■ Exercise directions
Please set down each record exactly as it appears, but leave out any pictures.

(Material for this exercise)

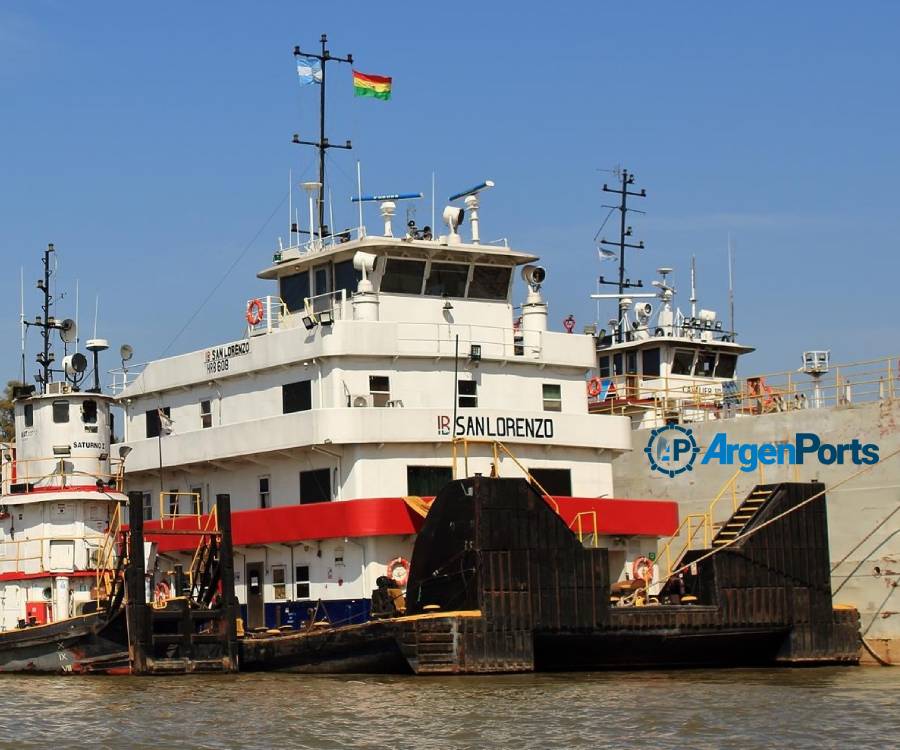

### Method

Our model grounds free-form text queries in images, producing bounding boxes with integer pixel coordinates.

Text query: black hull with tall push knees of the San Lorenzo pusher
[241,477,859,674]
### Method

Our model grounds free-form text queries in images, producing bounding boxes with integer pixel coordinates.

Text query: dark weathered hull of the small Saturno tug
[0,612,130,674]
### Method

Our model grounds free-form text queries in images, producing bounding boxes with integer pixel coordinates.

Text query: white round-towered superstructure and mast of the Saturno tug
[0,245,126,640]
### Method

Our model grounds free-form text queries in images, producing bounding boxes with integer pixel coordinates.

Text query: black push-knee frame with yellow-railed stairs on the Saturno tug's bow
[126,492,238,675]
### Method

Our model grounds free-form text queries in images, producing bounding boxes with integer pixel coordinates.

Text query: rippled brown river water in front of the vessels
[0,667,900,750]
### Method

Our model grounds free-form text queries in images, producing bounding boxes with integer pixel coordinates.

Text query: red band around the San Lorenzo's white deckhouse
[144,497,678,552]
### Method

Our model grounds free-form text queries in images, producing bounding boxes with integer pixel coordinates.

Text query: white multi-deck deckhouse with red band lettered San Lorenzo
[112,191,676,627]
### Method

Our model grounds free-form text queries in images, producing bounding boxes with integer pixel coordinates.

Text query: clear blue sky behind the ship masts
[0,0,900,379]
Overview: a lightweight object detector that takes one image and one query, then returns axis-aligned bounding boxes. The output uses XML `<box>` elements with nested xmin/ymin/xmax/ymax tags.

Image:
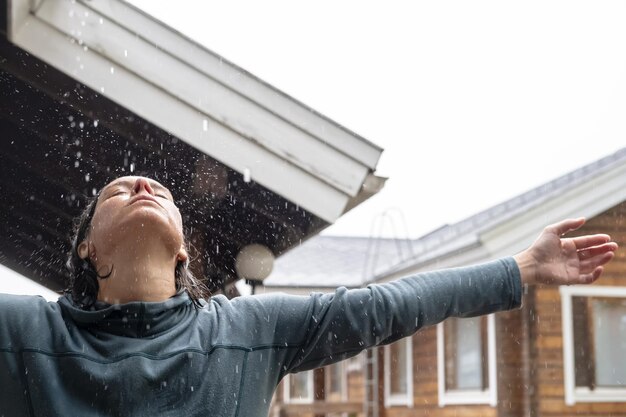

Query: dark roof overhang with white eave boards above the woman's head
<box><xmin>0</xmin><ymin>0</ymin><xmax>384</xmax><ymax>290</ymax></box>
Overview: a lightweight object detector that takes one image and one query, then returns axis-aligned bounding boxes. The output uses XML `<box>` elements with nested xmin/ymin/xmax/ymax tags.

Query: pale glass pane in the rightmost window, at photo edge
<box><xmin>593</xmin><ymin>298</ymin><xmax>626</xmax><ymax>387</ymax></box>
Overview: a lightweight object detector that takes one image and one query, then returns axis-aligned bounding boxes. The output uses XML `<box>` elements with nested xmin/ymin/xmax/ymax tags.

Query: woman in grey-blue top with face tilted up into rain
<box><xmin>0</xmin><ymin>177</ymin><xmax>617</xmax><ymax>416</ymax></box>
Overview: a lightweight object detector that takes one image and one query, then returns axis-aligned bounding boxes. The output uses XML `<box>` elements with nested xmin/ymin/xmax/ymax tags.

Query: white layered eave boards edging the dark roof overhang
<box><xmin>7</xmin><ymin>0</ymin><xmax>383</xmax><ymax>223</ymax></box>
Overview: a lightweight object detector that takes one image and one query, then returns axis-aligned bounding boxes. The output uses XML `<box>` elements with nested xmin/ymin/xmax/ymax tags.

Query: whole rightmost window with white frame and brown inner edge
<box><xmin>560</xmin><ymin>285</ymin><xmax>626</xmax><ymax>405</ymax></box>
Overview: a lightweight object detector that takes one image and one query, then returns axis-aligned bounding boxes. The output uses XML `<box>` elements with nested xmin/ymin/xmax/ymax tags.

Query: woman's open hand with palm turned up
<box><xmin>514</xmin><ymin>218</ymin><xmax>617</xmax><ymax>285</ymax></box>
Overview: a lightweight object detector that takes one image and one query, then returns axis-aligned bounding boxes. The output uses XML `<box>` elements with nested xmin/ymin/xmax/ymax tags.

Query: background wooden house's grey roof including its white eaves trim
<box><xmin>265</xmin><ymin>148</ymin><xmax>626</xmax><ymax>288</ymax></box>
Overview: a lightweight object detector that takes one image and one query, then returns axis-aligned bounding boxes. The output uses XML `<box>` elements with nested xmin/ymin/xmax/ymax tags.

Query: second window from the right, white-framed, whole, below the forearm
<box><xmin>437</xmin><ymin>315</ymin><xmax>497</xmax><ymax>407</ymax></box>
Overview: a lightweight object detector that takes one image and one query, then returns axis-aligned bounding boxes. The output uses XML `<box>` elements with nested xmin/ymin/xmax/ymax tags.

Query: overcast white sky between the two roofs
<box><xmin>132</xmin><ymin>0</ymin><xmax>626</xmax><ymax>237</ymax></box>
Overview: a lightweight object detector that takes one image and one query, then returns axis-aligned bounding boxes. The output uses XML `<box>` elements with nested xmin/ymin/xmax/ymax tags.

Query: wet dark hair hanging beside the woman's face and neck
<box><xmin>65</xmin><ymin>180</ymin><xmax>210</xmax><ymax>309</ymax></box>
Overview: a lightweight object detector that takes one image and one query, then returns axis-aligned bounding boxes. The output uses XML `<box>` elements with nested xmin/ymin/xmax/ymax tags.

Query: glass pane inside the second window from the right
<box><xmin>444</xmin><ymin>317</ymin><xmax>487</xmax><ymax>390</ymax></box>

(End Material for this exercise)

■ Solution to this task
### Method

Our model grounds free-form text queries in images, producing bounding boxes with integer pixel coordinates.

Text query: black hull with tall push knees of the San Lorenzo pusher
[241,477,859,674]
### Method

Our model grounds free-form text queries in images, producing bounding boxes with integer pixel coordinates.

Text query: dark weathered hull of the small Saturno tug
[0,612,130,674]
### Method

Our model grounds free-form text queries in images, producing bounding boxes with integer pixel coordinates.

Text query: white round-towered superstructure and mast of the Saturno tug
[0,245,126,640]
### Method

Our model grounds free-form text queries in images, producing bounding boxes with integer pixel coordinates.

Text query: black push-knee frame with yellow-railed stairs on the Saturno tug's bow
[126,492,238,675]
### Method

Our model grounds free-form text queries in images, producing bounding boxes with integer pixel coordinates.

Text query: rippled brown river water in front of the vessels
[0,667,900,750]
### Method

Our model grounds free-form text queries in images, producing bounding boxes with integer pixel coordinates.

Text query: red band around the San Lorenzo's white deckhouse
[144,497,678,552]
### Method

Our model grounds free-form text queries in images, producing bounding boxes with integer pixel coordinates.

Text query: white multi-deck deckhouse with red band lettered San Lorenzo
[112,191,676,627]
### Method

Our model grounds free-form text queries in images, producing bounding boxes with integer pixel coordinates.

Text query: clear blue sky behind the ship masts
[0,0,900,379]
Overview: a lightweight object detector that takes one image and one query, then returns axis-aligned bounding boxes. The output uses XML `<box>` elements with nested xmin/ymin/xmax/ymax tags.

Image:

Query: dark roof overhang with white eave boards above the woman's head
<box><xmin>0</xmin><ymin>0</ymin><xmax>384</xmax><ymax>290</ymax></box>
Overview: a lightweight object detector that takes one image and one query, then returns axis-aligned bounding boxes. The output uses XML `<box>` elements with nested xmin/ymin/xmax/ymax tags.

Query: pale glass pane in the rightmost window, at photo edge
<box><xmin>593</xmin><ymin>298</ymin><xmax>626</xmax><ymax>387</ymax></box>
Overview: a lightweight object detector that takes one image and one query, then returns axis-aligned bounding boxes. The output uses XML `<box>` elements with nested xmin/ymin/xmax/ymax tags.

Query: woman in grey-blue top with face tilted up into rain
<box><xmin>0</xmin><ymin>177</ymin><xmax>617</xmax><ymax>416</ymax></box>
Overview: a lightweight object detector that takes one image and one query, then returns axis-aligned bounding boxes. The output uses XML `<box>` elements with nested xmin/ymin/xmax/ymax tags.

Query: white layered eave boards edging the dark roof overhang
<box><xmin>7</xmin><ymin>0</ymin><xmax>383</xmax><ymax>223</ymax></box>
Overview: a lightweight object detector that takes one image and one query, then returns axis-aligned bounding boxes. The output uses XML `<box>` elements with nested xmin/ymin/xmax/ymax tags.

Query: whole rightmost window with white frame and brown inner edge
<box><xmin>560</xmin><ymin>285</ymin><xmax>626</xmax><ymax>405</ymax></box>
Overview: a lightweight object detector that takes one image and one query, then returns axis-aligned bounding boxes. The output uses XML `<box>` elements with nested xmin/ymin/xmax/ymax tags.

Query: woman's open hand with palm turned up
<box><xmin>514</xmin><ymin>218</ymin><xmax>617</xmax><ymax>285</ymax></box>
Overview: a lightweight object detector that takes one image and one query, then returns axis-aligned bounding boxes. The output uses XML `<box>` elements with nested xmin/ymin/xmax/ymax tags.

Query: background wooden house's grey roof including its white eaves trim
<box><xmin>265</xmin><ymin>148</ymin><xmax>626</xmax><ymax>288</ymax></box>
Overview: a lightweight object detector that takes one image and one query, then returns axis-aligned bounding boxes. The output uses XML `<box>` elements with nested xmin/ymin/xmax/ymax tags.

Query: second window from the right, white-framed, whole, below the forearm
<box><xmin>437</xmin><ymin>315</ymin><xmax>497</xmax><ymax>407</ymax></box>
Overview: a lightweight object detector that takes one image and one query, then returns axis-aligned bounding boxes. The output uses XML `<box>` elements with nested xmin/ymin/xmax/ymax tags.

Query: overcast white sky between the two roofs
<box><xmin>132</xmin><ymin>0</ymin><xmax>626</xmax><ymax>237</ymax></box>
Overview: a lightweight object detector that takes one image and one query, then returns axis-aligned bounding boxes. The output uses XML `<box>` elements with nested xmin/ymin/xmax/ymax tags.

Query: wet dark hair hanging beside the woman's face and neck
<box><xmin>65</xmin><ymin>180</ymin><xmax>210</xmax><ymax>309</ymax></box>
Overview: a lightweight object detector that takes one image and one query, then returns axis-aligned bounding boxes. The output uses XML `<box>` elements with nested xmin/ymin/xmax/ymax tags.

Query: glass pane inside the second window from the right
<box><xmin>444</xmin><ymin>317</ymin><xmax>487</xmax><ymax>390</ymax></box>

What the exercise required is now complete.